## Given instruction 1
In the patch email on unaccepted memory, which version of the UEFI Specification introduces memory acceptance?

## Quoted text
┄┄┄┄┄┄┄┄┄┄
From: "Kirill A. Shutemov" <kirill.shutemov@linux.intel.com>
To: Borislav Petkov <bp@alien8.de>, Andy Lutomirski <luto@kernel.org>,
Sean Christopherson <seanjc@google.com>,
Andrew Morton <akpm@linux-foundation.org>,
Joerg Roedel <jroedel@suse.de>, Ard Biesheuvel <ardb@kernel.org>
Cc: Andi Kleen <ak@linux.intel.com>,
Kuppuswamy Sathyanarayanan
<sathyanarayanan.kuppuswamy@linux.intel.com>,
David Rientjes <rientjes@google.com>,
Vlastimil Babka <vbabka@suse.cz>,
Tom Lendacky <thomas.lendacky@amd.com>,
Thomas Gleixner <tglx@linutronix.de>,
Peter Zijlstra <peterz@infradead.org>,
Paolo Bonzini <pbonzini@redhat.com>,
Ingo Molnar <mingo@redhat.com>,
Dario Faggioli <dfaggioli@suse.com>,
Dave Hansen <dave.hansen@intel.com>,
Mike Rapoport <rppt@kernel.org>,
David Hildenbrand <david@redhat.com>,
Mel Gorman <mgorman@techsingularity.net>,
marcelo.cerri@canonical.com, tim.gardner@canonical.com,
khalid.elmously@canonical.com, philip.cox@canonical.com,
aarcange@redhat.com, peterx@redhat.com, x86@kernel.org,
linux-mm@kvack.org, linux-coco@lists.linux.dev,
linux-efi@vger.kernel.org, linux-kernel@vger.kernel.org,
"Kirill A. Shutemov" <kirill.shutemov@linux.intel.com>,
Mike Rapoport <rppt@linux.ibm.com>
Subject: [PATCHv8 02/14] mm: Add support for unaccepted memory
Date: Wed, 7 Dec 2022 04:49:21 +0300 [thread overview]
Message-ID: <20221207014933.8435-3-kirill.shutemov@linux.intel.com> (raw)
In-Reply-To: <20221207014933.8435-1-kirill.shutemov@linux.intel.com>
UEFI Specification version 2.9 introduces the concept of memory
acceptance. Some Virtual Machine platforms, such as Intel TDX or AMD
SEV-SNP, require memory to be accepted before it can be used by the
guest. Accepting happens via a protocol specific to the Virtual Machine
platform.
There are several ways kernel can deal with unaccepted memory:
1. Accept all the memory during the boot. It is easy to implement and
it doesn't have runtime cost once the system is booted. The downside
is very long boot time.
Accept can be parallelized to multiple CPUs to keep it manageable
(i.e. via DEFERRED_STRUCT_PAGE_INIT), but it tends to saturate
memory bandwidth and does not scale beyond the point.
2. Accept a block of memory on the first use. It requires more
infrastructure and changes in page allocator to make it work, but
it provides good boot time.
On-demand memory accept means latency spikes every time kernel steps
onto a new memory block. The spikes will go away once workload data
set size gets stabilized or all memory gets accepted.
┄┄┄┄┄┄┄┄┄┄
## Data supplied
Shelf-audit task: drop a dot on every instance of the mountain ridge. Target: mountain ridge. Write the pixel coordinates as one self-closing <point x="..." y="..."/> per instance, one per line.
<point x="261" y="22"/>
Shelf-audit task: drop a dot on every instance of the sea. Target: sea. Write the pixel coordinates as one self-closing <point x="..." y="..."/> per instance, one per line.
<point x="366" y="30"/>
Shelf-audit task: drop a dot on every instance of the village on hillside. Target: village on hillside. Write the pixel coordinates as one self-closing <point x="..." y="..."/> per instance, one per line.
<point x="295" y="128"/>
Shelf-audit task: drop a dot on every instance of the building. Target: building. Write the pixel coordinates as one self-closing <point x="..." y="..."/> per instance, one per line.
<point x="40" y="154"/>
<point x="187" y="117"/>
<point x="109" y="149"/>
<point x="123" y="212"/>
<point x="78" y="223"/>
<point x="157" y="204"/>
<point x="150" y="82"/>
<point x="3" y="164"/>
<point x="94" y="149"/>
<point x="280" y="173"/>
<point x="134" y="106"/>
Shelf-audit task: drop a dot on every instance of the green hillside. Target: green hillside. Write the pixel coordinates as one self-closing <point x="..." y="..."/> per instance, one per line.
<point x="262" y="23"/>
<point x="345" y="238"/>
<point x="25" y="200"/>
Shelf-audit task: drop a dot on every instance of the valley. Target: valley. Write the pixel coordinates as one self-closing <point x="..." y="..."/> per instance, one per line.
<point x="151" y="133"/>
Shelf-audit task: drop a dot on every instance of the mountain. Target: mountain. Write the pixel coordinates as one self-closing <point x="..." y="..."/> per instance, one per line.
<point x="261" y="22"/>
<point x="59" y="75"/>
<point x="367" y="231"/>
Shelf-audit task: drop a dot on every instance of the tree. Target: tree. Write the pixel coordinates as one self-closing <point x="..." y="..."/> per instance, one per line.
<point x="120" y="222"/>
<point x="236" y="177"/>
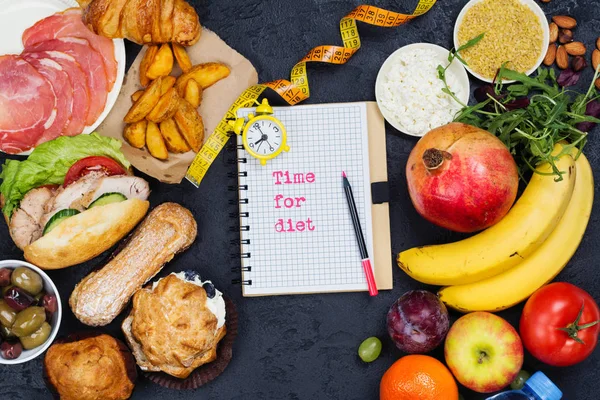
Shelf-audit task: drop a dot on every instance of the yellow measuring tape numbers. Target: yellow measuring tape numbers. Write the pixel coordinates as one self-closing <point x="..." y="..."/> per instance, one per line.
<point x="296" y="89"/>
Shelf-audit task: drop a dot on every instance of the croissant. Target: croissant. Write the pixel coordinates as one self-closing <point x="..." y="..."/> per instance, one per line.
<point x="143" y="21"/>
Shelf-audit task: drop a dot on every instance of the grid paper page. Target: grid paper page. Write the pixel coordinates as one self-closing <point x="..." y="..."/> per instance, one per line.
<point x="324" y="140"/>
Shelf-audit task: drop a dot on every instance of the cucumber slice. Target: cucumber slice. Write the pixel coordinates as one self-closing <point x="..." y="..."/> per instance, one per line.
<point x="58" y="218"/>
<point x="108" y="198"/>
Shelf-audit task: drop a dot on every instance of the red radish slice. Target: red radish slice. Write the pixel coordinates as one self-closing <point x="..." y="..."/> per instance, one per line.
<point x="27" y="105"/>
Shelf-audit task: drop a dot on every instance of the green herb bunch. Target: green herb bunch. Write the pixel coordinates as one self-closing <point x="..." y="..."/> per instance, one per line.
<point x="530" y="116"/>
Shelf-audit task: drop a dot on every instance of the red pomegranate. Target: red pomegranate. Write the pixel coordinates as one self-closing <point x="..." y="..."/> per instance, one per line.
<point x="462" y="178"/>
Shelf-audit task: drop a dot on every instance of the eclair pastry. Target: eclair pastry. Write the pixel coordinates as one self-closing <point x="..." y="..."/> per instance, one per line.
<point x="176" y="324"/>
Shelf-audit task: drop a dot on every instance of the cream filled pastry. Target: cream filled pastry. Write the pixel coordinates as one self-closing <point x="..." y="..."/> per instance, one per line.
<point x="176" y="324"/>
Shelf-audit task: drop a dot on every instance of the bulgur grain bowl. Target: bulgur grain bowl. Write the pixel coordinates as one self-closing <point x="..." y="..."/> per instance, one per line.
<point x="516" y="32"/>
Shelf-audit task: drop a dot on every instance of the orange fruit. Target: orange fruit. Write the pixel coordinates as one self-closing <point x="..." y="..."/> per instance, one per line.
<point x="418" y="377"/>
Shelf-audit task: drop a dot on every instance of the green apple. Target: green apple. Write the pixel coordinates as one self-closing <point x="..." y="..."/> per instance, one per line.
<point x="483" y="351"/>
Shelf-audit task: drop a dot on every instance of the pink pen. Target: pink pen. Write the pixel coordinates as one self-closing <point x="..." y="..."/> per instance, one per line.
<point x="366" y="262"/>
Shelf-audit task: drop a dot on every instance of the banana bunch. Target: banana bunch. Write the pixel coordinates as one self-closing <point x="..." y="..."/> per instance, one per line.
<point x="506" y="263"/>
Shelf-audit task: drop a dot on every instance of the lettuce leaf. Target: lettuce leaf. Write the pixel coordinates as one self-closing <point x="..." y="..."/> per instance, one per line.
<point x="49" y="162"/>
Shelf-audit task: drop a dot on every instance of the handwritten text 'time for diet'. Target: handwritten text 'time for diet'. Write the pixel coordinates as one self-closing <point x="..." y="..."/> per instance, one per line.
<point x="288" y="203"/>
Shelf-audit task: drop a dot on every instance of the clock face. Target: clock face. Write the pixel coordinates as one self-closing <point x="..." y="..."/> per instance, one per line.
<point x="264" y="137"/>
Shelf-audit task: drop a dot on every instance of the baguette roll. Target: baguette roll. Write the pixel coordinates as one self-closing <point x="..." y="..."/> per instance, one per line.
<point x="86" y="235"/>
<point x="103" y="294"/>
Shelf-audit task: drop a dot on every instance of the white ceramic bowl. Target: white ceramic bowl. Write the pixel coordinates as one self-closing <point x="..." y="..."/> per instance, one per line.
<point x="49" y="287"/>
<point x="545" y="32"/>
<point x="456" y="69"/>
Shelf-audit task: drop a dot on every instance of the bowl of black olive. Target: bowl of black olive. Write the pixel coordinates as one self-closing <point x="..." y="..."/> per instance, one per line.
<point x="30" y="311"/>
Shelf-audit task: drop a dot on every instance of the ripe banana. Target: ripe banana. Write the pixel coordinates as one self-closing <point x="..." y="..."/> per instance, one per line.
<point x="502" y="246"/>
<point x="515" y="285"/>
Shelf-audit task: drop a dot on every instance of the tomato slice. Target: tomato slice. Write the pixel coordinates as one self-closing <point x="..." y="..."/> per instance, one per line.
<point x="87" y="165"/>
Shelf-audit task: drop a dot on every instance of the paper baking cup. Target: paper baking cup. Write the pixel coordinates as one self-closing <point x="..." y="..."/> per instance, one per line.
<point x="207" y="372"/>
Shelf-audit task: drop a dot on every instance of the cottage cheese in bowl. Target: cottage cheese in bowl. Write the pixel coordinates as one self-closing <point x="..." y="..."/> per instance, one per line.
<point x="409" y="92"/>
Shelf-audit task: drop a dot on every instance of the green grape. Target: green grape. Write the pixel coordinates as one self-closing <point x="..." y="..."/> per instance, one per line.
<point x="519" y="381"/>
<point x="369" y="349"/>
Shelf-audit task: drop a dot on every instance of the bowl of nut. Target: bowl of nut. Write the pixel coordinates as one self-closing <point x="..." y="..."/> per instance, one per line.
<point x="30" y="311"/>
<point x="516" y="34"/>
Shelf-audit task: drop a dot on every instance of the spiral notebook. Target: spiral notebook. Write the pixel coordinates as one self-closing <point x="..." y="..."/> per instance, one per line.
<point x="296" y="233"/>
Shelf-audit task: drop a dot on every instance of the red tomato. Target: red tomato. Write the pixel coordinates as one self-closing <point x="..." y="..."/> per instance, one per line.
<point x="87" y="165"/>
<point x="559" y="325"/>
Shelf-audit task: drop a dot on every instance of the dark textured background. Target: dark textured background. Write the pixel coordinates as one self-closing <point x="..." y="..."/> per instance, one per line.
<point x="305" y="347"/>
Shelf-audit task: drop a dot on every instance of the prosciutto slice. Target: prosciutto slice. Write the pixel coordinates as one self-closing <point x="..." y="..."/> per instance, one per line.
<point x="63" y="91"/>
<point x="69" y="24"/>
<point x="79" y="85"/>
<point x="90" y="62"/>
<point x="27" y="104"/>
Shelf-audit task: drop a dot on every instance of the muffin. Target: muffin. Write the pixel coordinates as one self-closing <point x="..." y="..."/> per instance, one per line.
<point x="176" y="324"/>
<point x="90" y="367"/>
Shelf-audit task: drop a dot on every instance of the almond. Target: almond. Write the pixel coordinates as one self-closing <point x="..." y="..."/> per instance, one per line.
<point x="595" y="59"/>
<point x="553" y="32"/>
<point x="575" y="48"/>
<point x="578" y="63"/>
<point x="550" y="55"/>
<point x="564" y="21"/>
<point x="565" y="36"/>
<point x="562" y="58"/>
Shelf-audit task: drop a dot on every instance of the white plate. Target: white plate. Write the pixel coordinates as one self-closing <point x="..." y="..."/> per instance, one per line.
<point x="18" y="15"/>
<point x="545" y="32"/>
<point x="457" y="69"/>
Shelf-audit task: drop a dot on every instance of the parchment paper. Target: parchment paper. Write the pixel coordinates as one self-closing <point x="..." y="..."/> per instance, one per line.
<point x="216" y="100"/>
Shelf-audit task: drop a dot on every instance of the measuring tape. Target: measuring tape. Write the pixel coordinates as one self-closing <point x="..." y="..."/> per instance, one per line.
<point x="296" y="89"/>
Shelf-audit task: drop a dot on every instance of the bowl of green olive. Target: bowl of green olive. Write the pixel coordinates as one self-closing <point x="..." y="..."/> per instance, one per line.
<point x="30" y="311"/>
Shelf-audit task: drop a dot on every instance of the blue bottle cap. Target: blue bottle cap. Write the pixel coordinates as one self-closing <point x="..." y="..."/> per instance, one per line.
<point x="543" y="387"/>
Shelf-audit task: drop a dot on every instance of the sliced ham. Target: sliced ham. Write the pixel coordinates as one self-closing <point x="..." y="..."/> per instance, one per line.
<point x="90" y="62"/>
<point x="27" y="104"/>
<point x="79" y="83"/>
<point x="69" y="24"/>
<point x="63" y="91"/>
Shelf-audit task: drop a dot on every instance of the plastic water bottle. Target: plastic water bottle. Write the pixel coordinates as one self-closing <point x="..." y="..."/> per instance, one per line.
<point x="538" y="387"/>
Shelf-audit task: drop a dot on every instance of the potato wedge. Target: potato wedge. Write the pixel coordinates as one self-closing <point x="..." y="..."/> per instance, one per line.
<point x="145" y="103"/>
<point x="173" y="139"/>
<point x="155" y="142"/>
<point x="183" y="59"/>
<point x="146" y="61"/>
<point x="136" y="95"/>
<point x="162" y="64"/>
<point x="167" y="83"/>
<point x="165" y="108"/>
<point x="190" y="124"/>
<point x="135" y="134"/>
<point x="193" y="93"/>
<point x="205" y="74"/>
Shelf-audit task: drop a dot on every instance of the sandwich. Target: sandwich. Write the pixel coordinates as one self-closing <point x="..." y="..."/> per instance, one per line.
<point x="72" y="199"/>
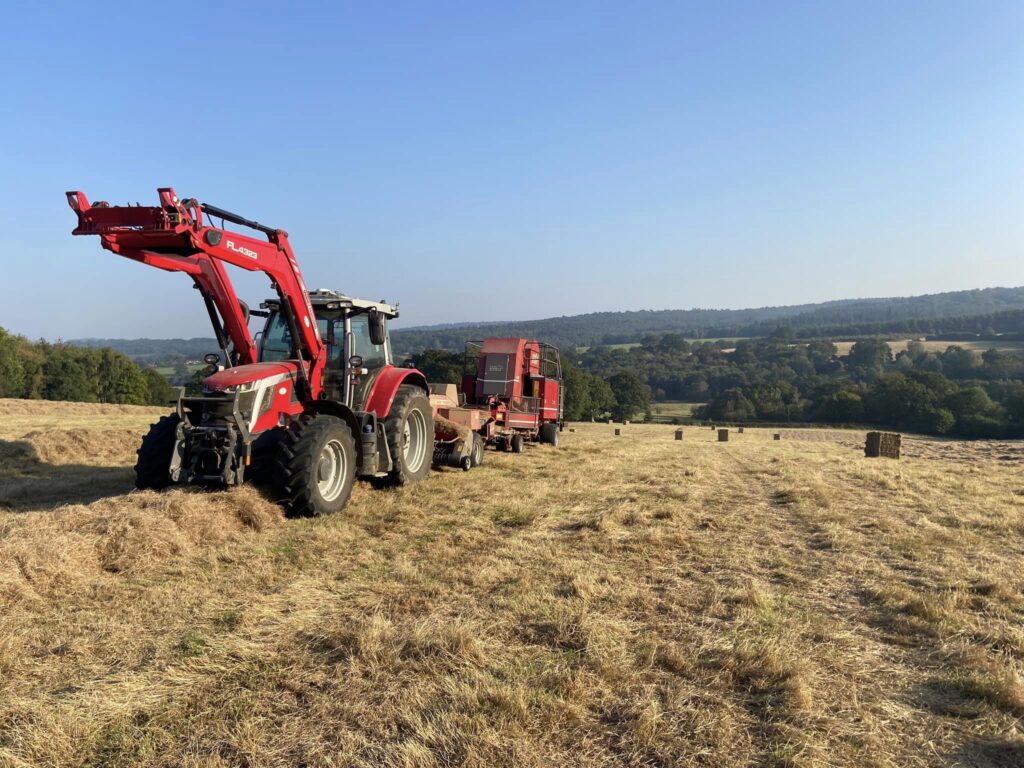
┄┄┄┄┄┄┄┄┄┄
## Given instruction 2
Output as a JSON list of strings the lines of the records from the one containing "Shelf-audit task: drop a dot on every instance of the potato" through the end of the records, inclusive, one string per line with blank lines left out. Leave the pictures out of the answer.

## Result 1
UEFI Specification version 2.9.

## Result 2
[
  "Shelf-audit task: drop a dot on every instance of the potato wedge. Target: potato wedge. Write the pixel coordinates as one self-closing <point x=\"...\" y=\"...\"/> per instance, one per line.",
  "<point x=\"145\" y=\"103\"/>",
  "<point x=\"173\" y=\"139\"/>",
  "<point x=\"155\" y=\"142\"/>",
  "<point x=\"183\" y=\"59\"/>",
  "<point x=\"146\" y=\"61\"/>",
  "<point x=\"136\" y=\"95\"/>",
  "<point x=\"162\" y=\"64\"/>",
  "<point x=\"167\" y=\"83\"/>",
  "<point x=\"165\" y=\"108\"/>",
  "<point x=\"190\" y=\"124\"/>",
  "<point x=\"135\" y=\"134\"/>",
  "<point x=\"193\" y=\"93\"/>",
  "<point x=\"205\" y=\"74\"/>",
  "Shelf-audit task: drop a dot on every instance of the sandwich. Target: sandwich. Write the pixel coordinates as one self-closing <point x=\"...\" y=\"...\"/> per instance, one per line.",
  "<point x=\"72\" y=\"199\"/>"
]